TAREFA A REALIZAR: De acordo com o trecho sobre Belchior, quantas cópias o disco Alucinação vendeu no primeiro mês?

Mas… foi somente em 1976, com Alucinação, produzido por “Marco Mazzola”, que Belchior teve o reconhecimento que merecia, aliás, ele superou a expectativa da gravadora ao vender 30 mil cópias só no primeiro mês, contabilizando a longo prazo, um total de 500 mil cópias vendidas, algo que para o mercado fonográfico dos anos 70, representa um enorme sucesso. Mas tudo isso, se deve ao sucesso de um outro disco, que deu carona para Alucinação, “Falso Brilhante” de Elis Regina, lançado poucos meses antes e também produzido por Mazzolla.

Inicialmente, Elis, iria gravar apenas uma música de Belchior, mas após conhecer e ficar íntima do cearense, resolveu ampliar o repertório.

 

Elis Regina em 1976

Belchior conquistava as pessoas não apenas com sua música, ele trazia também uma aura messiânica, sempre acolhendo e aconselhando. Quem teve a sorte de ter essa conversa com Bel, narra o quanto ele era diferente dos demais artistas de sua época, que em comum, tinham egos inflados e pouco carisma nos bastidores.

Não se sabe ao certo o que Belchior falou para Elis Regina, além de ter pedido para que ela o convidasse para hora do almoço ou do jantar, brincando com a fase financeiramente ruim que ele passava, mas o que se sabe, é que esse encontro resultou em duas canções no álbum Falso Brilhante, que foi um tremendo sucesso de vendas e críticas.

“Velha Roupa Colorida”, foi lançada por Elís numa pegada rocker, com guitarras distorcidas, acredito que propositalmente, para exorcizar a tal “Marcha contra a guitarra elétrica”, liderada pela própria Elis, em um movimento de protesto, que ela mesma, depois, acabou considerando um equívoco.

Mas a música do Bel que Elis gravou e que até hoje é uma das mais reproduzidas nas plataformas de streaming, vocês sabem qual é, né?
“Como Nossos País”

Elis elevou a importância de todos compositores que gravou, mas com Belchior foi ainda maior, pois enquanto o grande público se perguntava: “que música é essa”? Alucinação chegava nas lojas, apresentando o disco solo do compositor de “Como Nossos Pais”, que logo seria consagrado como o disco do sucesso “Apenas um Rapaz Latino Americano”.

 

Após o empurrão de Elis, Belchior foi parar na crista da onda. Fez temporada de um mês no “Centro Cultural São Paulo”, onde todo dia tinha uma fila imensa na entrada e dividiu uma temporada com a cantora “Simone” no “Teatro João Caetano”, onde tiveram que instalar um telão na frente do teatro, por causa da enorme procura.

Em 1976, Belchior se tornou um superstar!

Itens do conjunto de dados
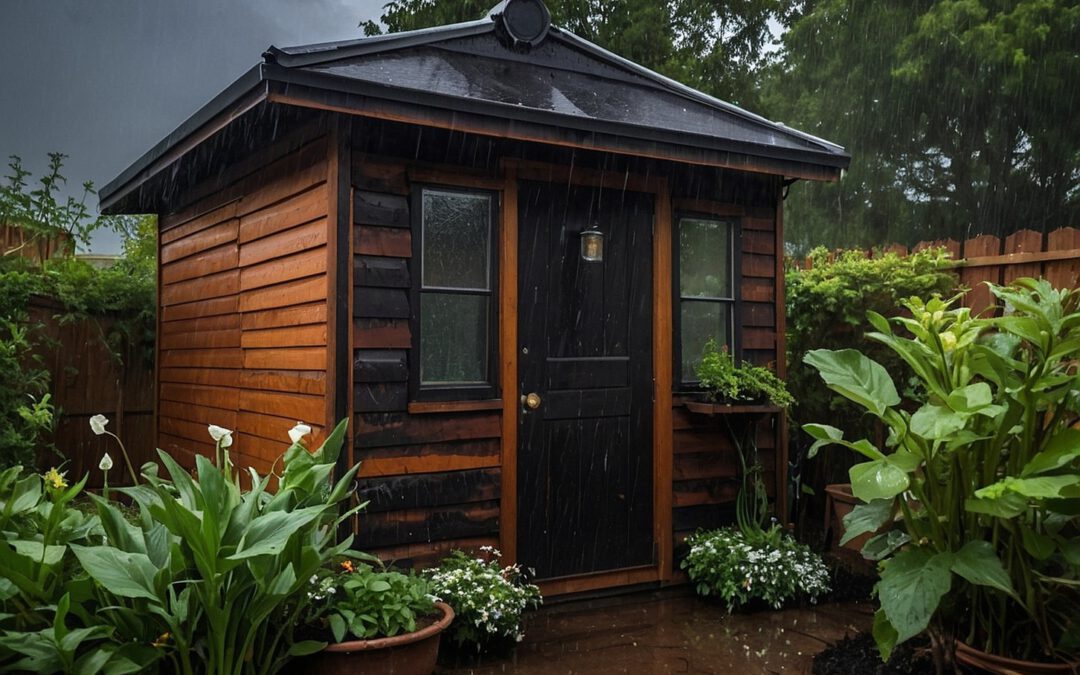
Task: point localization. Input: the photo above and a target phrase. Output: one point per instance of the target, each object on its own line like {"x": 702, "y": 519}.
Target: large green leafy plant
{"x": 220, "y": 571}
{"x": 980, "y": 485}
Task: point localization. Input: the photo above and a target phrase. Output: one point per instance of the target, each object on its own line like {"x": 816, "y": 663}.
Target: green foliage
{"x": 768, "y": 566}
{"x": 716, "y": 48}
{"x": 826, "y": 309}
{"x": 724, "y": 381}
{"x": 365, "y": 603}
{"x": 958, "y": 115}
{"x": 488, "y": 601}
{"x": 982, "y": 481}
{"x": 221, "y": 572}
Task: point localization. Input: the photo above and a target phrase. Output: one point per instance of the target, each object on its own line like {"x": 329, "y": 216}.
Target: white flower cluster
{"x": 488, "y": 599}
{"x": 774, "y": 568}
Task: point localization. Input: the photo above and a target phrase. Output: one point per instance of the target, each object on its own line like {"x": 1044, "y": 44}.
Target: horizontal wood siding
{"x": 243, "y": 328}
{"x": 432, "y": 480}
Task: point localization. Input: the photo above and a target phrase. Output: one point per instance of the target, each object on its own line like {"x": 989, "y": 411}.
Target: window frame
{"x": 450, "y": 392}
{"x": 734, "y": 302}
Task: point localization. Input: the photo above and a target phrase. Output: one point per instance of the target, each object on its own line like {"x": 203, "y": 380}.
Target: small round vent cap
{"x": 526, "y": 22}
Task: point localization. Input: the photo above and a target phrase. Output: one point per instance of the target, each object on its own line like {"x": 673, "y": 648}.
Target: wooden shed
{"x": 499, "y": 248}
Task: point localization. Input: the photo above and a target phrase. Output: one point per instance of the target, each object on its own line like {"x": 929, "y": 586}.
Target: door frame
{"x": 513, "y": 171}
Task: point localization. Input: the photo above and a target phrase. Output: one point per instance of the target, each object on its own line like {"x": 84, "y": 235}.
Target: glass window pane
{"x": 704, "y": 258}
{"x": 701, "y": 321}
{"x": 454, "y": 334}
{"x": 456, "y": 240}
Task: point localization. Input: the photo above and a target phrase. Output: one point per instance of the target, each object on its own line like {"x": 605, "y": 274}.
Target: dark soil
{"x": 859, "y": 655}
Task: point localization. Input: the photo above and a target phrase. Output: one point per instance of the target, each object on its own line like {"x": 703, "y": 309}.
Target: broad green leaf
{"x": 882, "y": 545}
{"x": 877, "y": 480}
{"x": 936, "y": 422}
{"x": 885, "y": 635}
{"x": 1062, "y": 449}
{"x": 866, "y": 518}
{"x": 913, "y": 583}
{"x": 854, "y": 376}
{"x": 126, "y": 575}
{"x": 979, "y": 564}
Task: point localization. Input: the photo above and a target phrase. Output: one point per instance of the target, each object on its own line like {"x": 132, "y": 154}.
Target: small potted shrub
{"x": 489, "y": 599}
{"x": 760, "y": 566}
{"x": 376, "y": 620}
{"x": 723, "y": 381}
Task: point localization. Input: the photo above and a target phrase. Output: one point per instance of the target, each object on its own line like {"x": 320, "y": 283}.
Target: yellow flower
{"x": 55, "y": 478}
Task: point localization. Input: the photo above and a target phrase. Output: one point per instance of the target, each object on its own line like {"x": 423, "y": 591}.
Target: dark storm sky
{"x": 104, "y": 80}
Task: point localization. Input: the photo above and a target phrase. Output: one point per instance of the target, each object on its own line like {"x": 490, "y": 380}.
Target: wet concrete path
{"x": 673, "y": 632}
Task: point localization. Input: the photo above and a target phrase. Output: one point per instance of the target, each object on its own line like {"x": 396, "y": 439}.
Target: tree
{"x": 957, "y": 113}
{"x": 715, "y": 46}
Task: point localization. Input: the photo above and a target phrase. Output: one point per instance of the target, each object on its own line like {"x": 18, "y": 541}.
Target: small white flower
{"x": 298, "y": 432}
{"x": 97, "y": 423}
{"x": 220, "y": 435}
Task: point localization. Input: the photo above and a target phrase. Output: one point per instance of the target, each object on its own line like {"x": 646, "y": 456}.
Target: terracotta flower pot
{"x": 1004, "y": 665}
{"x": 412, "y": 653}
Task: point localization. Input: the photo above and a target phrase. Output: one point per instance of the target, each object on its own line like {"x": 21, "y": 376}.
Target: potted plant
{"x": 489, "y": 599}
{"x": 979, "y": 486}
{"x": 721, "y": 380}
{"x": 376, "y": 620}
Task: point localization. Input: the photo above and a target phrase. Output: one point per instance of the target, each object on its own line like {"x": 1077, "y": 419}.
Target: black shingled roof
{"x": 564, "y": 82}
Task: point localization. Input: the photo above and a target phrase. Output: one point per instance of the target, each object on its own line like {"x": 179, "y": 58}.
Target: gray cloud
{"x": 105, "y": 80}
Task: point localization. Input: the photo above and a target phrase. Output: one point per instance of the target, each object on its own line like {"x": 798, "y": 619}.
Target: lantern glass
{"x": 592, "y": 245}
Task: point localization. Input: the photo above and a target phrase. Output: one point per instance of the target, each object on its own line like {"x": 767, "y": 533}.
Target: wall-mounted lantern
{"x": 592, "y": 245}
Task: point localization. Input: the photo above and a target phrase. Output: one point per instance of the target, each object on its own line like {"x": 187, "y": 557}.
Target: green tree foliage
{"x": 958, "y": 115}
{"x": 715, "y": 46}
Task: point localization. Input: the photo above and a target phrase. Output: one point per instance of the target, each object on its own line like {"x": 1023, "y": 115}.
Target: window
{"x": 454, "y": 327}
{"x": 706, "y": 289}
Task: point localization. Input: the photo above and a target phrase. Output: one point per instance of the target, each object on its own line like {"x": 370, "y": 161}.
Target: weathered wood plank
{"x": 380, "y": 208}
{"x": 286, "y": 359}
{"x": 375, "y": 241}
{"x": 281, "y": 270}
{"x": 380, "y": 365}
{"x": 375, "y": 430}
{"x": 380, "y": 396}
{"x": 431, "y": 489}
{"x": 381, "y": 272}
{"x": 441, "y": 523}
{"x": 381, "y": 334}
{"x": 313, "y": 335}
{"x": 302, "y": 207}
{"x": 286, "y": 242}
{"x": 380, "y": 304}
{"x": 302, "y": 292}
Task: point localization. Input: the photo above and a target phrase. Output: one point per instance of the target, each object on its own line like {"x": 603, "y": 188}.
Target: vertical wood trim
{"x": 338, "y": 284}
{"x": 781, "y": 468}
{"x": 662, "y": 427}
{"x": 508, "y": 359}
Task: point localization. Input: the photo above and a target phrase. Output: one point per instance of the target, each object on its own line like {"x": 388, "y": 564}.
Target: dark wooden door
{"x": 584, "y": 459}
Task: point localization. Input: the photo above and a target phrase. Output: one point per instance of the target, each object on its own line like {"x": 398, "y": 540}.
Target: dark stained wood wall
{"x": 242, "y": 321}
{"x": 431, "y": 473}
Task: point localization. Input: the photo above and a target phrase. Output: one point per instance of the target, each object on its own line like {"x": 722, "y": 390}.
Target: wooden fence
{"x": 86, "y": 380}
{"x": 1026, "y": 253}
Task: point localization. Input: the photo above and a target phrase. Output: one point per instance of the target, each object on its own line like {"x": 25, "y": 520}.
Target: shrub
{"x": 739, "y": 568}
{"x": 488, "y": 601}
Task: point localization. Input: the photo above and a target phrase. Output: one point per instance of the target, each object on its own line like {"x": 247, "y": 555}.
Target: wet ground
{"x": 673, "y": 632}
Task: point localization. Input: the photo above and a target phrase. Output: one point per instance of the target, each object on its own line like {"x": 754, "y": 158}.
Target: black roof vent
{"x": 522, "y": 24}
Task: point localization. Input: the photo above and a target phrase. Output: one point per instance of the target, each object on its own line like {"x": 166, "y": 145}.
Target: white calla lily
{"x": 298, "y": 432}
{"x": 97, "y": 424}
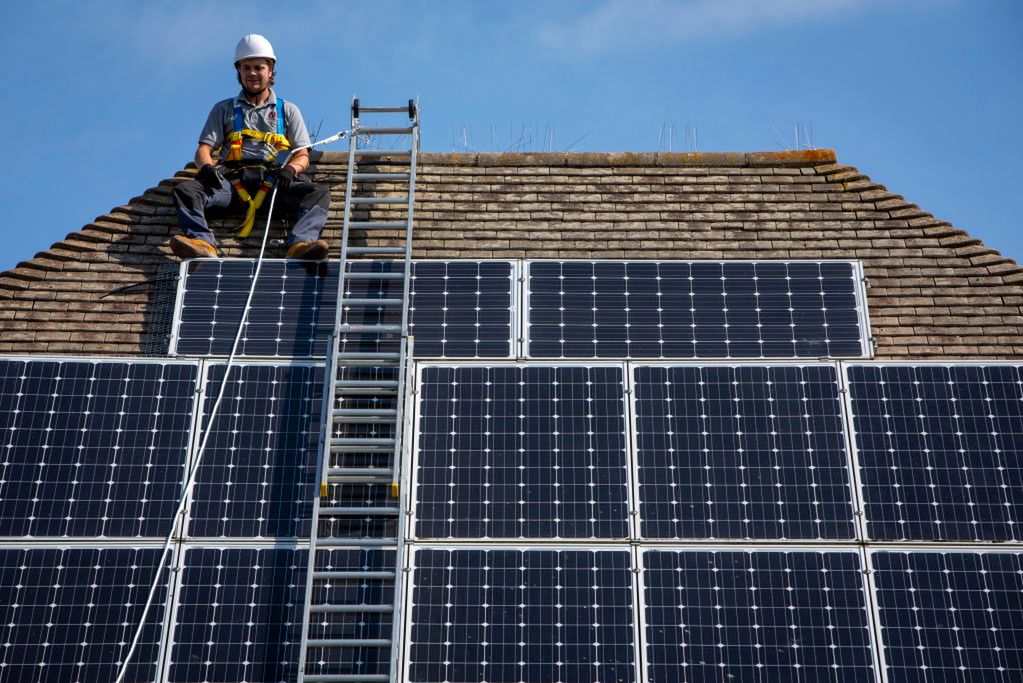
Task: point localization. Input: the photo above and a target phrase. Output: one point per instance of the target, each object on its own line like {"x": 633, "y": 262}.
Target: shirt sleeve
{"x": 295, "y": 127}
{"x": 213, "y": 132}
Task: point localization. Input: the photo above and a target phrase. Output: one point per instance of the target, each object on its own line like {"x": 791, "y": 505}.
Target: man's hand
{"x": 284, "y": 178}
{"x": 210, "y": 177}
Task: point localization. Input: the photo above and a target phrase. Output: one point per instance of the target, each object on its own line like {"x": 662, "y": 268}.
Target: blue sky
{"x": 925, "y": 96}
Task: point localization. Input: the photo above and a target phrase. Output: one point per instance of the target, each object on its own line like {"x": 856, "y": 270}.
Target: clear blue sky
{"x": 106, "y": 98}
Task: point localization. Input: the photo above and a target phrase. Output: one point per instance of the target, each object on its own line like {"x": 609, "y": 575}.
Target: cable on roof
{"x": 202, "y": 450}
{"x": 216, "y": 406}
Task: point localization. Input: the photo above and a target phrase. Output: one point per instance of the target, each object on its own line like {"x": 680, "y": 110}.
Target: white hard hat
{"x": 254, "y": 45}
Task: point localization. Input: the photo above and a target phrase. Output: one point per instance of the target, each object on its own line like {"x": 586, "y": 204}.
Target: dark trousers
{"x": 306, "y": 201}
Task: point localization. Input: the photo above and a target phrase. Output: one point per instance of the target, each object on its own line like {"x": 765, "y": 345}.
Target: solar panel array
{"x": 621, "y": 516}
{"x": 570, "y": 309}
{"x": 649, "y": 309}
{"x": 458, "y": 309}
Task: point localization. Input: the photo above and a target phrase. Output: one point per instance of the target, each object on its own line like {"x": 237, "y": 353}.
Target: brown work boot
{"x": 189, "y": 247}
{"x": 309, "y": 251}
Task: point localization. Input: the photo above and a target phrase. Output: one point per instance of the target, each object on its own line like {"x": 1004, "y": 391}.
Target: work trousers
{"x": 305, "y": 201}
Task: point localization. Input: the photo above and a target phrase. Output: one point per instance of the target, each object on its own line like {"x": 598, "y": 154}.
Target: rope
{"x": 198, "y": 455}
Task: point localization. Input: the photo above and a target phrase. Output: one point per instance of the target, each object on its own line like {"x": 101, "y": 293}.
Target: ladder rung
{"x": 347, "y": 678}
{"x": 363, "y": 200}
{"x": 399, "y": 153}
{"x": 372, "y": 302}
{"x": 334, "y": 542}
{"x": 366, "y": 417}
{"x": 348, "y": 642}
{"x": 368, "y": 329}
{"x": 384, "y": 109}
{"x": 386, "y": 131}
{"x": 363, "y": 275}
{"x": 352, "y": 607}
{"x": 372, "y": 360}
{"x": 376, "y": 225}
{"x": 381, "y": 176}
{"x": 355, "y": 251}
{"x": 359, "y": 471}
{"x": 352, "y": 575}
{"x": 361, "y": 441}
{"x": 360, "y": 383}
{"x": 359, "y": 511}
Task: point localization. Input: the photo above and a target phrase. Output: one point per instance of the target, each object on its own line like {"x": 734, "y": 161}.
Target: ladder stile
{"x": 357, "y": 413}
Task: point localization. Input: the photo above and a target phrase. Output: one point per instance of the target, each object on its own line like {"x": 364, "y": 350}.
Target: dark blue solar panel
{"x": 92, "y": 449}
{"x": 458, "y": 308}
{"x": 693, "y": 310}
{"x": 940, "y": 450}
{"x": 69, "y": 615}
{"x": 238, "y": 616}
{"x": 522, "y": 452}
{"x": 950, "y": 616}
{"x": 258, "y": 473}
{"x": 508, "y": 615}
{"x": 742, "y": 452}
{"x": 760, "y": 616}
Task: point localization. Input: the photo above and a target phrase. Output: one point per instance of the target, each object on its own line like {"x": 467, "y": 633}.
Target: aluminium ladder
{"x": 351, "y": 620}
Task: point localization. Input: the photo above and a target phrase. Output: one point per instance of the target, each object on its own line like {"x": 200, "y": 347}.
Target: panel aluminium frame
{"x": 405, "y": 612}
{"x": 852, "y": 485}
{"x": 189, "y": 448}
{"x": 915, "y": 547}
{"x": 170, "y": 586}
{"x": 198, "y": 415}
{"x": 864, "y": 574}
{"x": 859, "y": 281}
{"x": 516, "y": 286}
{"x": 411, "y": 464}
{"x": 854, "y": 451}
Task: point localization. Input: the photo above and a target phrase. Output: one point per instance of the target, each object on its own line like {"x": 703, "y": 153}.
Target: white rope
{"x": 198, "y": 455}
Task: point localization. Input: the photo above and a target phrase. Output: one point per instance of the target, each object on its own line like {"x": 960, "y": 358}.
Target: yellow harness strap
{"x": 254, "y": 202}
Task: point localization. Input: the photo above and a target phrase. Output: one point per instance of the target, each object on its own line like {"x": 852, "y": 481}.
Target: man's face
{"x": 255, "y": 75}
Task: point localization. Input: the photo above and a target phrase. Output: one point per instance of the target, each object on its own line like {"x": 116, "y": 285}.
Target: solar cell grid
{"x": 758, "y": 616}
{"x": 457, "y": 308}
{"x": 939, "y": 450}
{"x": 258, "y": 477}
{"x": 238, "y": 616}
{"x": 952, "y": 616}
{"x": 742, "y": 452}
{"x": 92, "y": 448}
{"x": 693, "y": 310}
{"x": 512, "y": 615}
{"x": 522, "y": 452}
{"x": 68, "y": 615}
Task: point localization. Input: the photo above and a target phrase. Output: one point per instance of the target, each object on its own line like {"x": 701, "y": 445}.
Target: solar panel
{"x": 649, "y": 309}
{"x": 92, "y": 448}
{"x": 939, "y": 450}
{"x": 742, "y": 452}
{"x": 522, "y": 452}
{"x": 457, "y": 308}
{"x": 238, "y": 616}
{"x": 512, "y": 615}
{"x": 952, "y": 616}
{"x": 756, "y": 616}
{"x": 69, "y": 615}
{"x": 258, "y": 473}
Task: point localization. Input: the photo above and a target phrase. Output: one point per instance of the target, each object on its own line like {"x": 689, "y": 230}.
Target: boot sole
{"x": 184, "y": 249}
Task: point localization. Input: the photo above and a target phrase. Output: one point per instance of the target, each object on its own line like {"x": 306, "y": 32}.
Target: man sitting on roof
{"x": 251, "y": 130}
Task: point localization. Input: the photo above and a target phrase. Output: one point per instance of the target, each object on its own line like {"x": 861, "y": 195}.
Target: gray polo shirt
{"x": 220, "y": 124}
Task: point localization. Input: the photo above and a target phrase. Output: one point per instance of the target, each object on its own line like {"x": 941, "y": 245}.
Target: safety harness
{"x": 277, "y": 142}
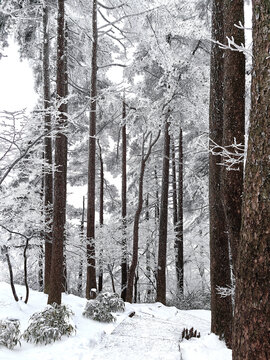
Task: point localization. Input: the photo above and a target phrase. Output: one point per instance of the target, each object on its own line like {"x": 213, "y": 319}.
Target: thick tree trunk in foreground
{"x": 101, "y": 217}
{"x": 48, "y": 176}
{"x": 163, "y": 220}
{"x": 234, "y": 120}
{"x": 59, "y": 205}
{"x": 179, "y": 240}
{"x": 221, "y": 319}
{"x": 91, "y": 282}
{"x": 124, "y": 263}
{"x": 252, "y": 302}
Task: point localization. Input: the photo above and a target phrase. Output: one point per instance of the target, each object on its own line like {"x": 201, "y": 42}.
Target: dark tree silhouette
{"x": 252, "y": 300}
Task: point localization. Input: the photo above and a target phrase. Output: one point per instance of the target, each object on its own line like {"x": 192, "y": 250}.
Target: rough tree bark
{"x": 252, "y": 300}
{"x": 91, "y": 282}
{"x": 48, "y": 175}
{"x": 101, "y": 217}
{"x": 132, "y": 269}
{"x": 221, "y": 307}
{"x": 80, "y": 274}
{"x": 234, "y": 120}
{"x": 60, "y": 177}
{"x": 179, "y": 240}
{"x": 163, "y": 220}
{"x": 124, "y": 263}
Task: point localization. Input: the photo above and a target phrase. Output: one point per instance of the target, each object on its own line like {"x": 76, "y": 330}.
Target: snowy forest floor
{"x": 153, "y": 333}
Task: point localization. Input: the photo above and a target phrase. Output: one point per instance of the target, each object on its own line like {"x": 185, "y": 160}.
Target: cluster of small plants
{"x": 102, "y": 307}
{"x": 188, "y": 334}
{"x": 49, "y": 325}
{"x": 9, "y": 333}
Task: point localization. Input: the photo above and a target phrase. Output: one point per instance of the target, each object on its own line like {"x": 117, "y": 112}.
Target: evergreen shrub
{"x": 111, "y": 301}
{"x": 9, "y": 332}
{"x": 102, "y": 307}
{"x": 50, "y": 325}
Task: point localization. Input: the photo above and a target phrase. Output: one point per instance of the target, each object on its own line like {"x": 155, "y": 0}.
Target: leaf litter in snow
{"x": 153, "y": 333}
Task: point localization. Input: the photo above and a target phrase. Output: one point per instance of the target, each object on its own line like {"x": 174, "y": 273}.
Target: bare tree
{"x": 134, "y": 262}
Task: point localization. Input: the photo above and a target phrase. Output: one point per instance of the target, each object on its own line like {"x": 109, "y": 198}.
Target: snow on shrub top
{"x": 50, "y": 325}
{"x": 9, "y": 332}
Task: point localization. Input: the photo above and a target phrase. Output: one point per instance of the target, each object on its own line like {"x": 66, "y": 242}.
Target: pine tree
{"x": 48, "y": 176}
{"x": 221, "y": 307}
{"x": 234, "y": 121}
{"x": 60, "y": 178}
{"x": 91, "y": 282}
{"x": 252, "y": 299}
{"x": 163, "y": 220}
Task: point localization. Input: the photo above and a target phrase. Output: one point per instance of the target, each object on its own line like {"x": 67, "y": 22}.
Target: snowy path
{"x": 146, "y": 336}
{"x": 152, "y": 334}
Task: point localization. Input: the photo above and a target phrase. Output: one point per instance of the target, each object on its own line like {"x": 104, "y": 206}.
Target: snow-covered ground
{"x": 153, "y": 333}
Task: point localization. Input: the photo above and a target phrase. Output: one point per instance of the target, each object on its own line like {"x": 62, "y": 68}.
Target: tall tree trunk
{"x": 91, "y": 282}
{"x": 134, "y": 262}
{"x": 48, "y": 175}
{"x": 179, "y": 240}
{"x": 157, "y": 197}
{"x": 101, "y": 218}
{"x": 124, "y": 263}
{"x": 234, "y": 120}
{"x": 174, "y": 185}
{"x": 80, "y": 274}
{"x": 163, "y": 220}
{"x": 60, "y": 183}
{"x": 148, "y": 254}
{"x": 252, "y": 300}
{"x": 221, "y": 307}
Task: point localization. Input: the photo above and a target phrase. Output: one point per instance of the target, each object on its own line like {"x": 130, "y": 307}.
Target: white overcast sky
{"x": 16, "y": 81}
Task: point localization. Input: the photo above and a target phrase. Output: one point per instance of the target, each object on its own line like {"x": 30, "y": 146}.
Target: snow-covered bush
{"x": 49, "y": 325}
{"x": 96, "y": 310}
{"x": 111, "y": 301}
{"x": 101, "y": 309}
{"x": 9, "y": 332}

RESULTADO DO EXERCÍCIO: Vendeu 30 mil cópias no primeiro mês.